(Labels for object points)
◆ ◆ ◆ ◆ ◆ ◆ ◆
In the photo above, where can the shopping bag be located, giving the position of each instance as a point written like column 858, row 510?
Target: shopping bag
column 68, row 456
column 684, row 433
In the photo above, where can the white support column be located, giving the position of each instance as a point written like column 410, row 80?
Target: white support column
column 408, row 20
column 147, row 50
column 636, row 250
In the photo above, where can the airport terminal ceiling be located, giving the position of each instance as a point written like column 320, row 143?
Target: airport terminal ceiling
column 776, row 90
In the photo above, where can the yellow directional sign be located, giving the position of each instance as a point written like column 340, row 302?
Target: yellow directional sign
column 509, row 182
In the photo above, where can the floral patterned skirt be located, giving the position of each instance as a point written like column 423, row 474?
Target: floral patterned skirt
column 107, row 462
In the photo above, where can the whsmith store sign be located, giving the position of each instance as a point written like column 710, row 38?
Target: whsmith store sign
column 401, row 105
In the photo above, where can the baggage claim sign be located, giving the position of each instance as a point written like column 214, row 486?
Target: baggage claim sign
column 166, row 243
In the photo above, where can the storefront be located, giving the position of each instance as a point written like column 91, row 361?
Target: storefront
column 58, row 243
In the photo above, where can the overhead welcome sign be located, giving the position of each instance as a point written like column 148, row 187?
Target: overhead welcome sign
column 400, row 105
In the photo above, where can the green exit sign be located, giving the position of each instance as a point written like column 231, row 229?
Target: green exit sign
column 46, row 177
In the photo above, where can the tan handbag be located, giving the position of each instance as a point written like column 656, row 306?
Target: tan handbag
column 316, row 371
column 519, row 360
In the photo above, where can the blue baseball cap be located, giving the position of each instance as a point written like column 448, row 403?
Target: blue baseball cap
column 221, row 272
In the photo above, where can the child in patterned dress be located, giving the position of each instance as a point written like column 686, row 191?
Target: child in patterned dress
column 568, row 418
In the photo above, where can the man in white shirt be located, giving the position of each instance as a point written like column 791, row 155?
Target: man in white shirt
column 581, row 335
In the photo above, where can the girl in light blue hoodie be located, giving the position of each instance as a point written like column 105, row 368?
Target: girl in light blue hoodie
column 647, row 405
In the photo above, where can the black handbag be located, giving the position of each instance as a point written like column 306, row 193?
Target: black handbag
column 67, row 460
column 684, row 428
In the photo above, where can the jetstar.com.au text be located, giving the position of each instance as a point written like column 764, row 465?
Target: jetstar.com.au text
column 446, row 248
◆ ◆ ◆ ◆ ◆ ◆ ◆
Your objective: Quote the material word for word, from the line containing "In the photo above, where can the airport" up to and including the line containing "column 166, row 243".

Response to this task:
In the photo above, where can the airport terminal ceiling be located, giving the position of each instance as a point written like column 320, row 143?
Target: airport terminal ceiling
column 776, row 90
In the photo above, where can the yellow directional sign be located, giving the position of each instance as a point written like column 340, row 302?
Target: yellow directional sign
column 509, row 182
In the photo above, where can the floral patterned skirt be located, giving the position of each instance as a point written like column 423, row 474?
Target: floral patterned skirt
column 107, row 462
In the photo above, where can the whsmith store sign be located, giving the position of each instance as a point written like column 710, row 38?
Target: whsmith store sign
column 401, row 105
In the photo above, where can the baggage claim sign be located, giving the position of each instance as a point written like column 214, row 486?
Target: baggage claim sign
column 166, row 243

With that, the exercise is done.